# [Available data]
BEGIN

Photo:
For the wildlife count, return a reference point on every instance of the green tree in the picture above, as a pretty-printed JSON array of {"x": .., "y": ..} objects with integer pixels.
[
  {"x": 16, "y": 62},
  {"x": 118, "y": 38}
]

END

# [What the task asks]
Please repeat the listing word for word.

# [Task response]
Photo:
For the wildlife count, return a reference point on every instance of the green tree in the picture above, as a pretty-printed JSON array of {"x": .., "y": ..} objects with integer pixels.
[
  {"x": 16, "y": 62},
  {"x": 118, "y": 38}
]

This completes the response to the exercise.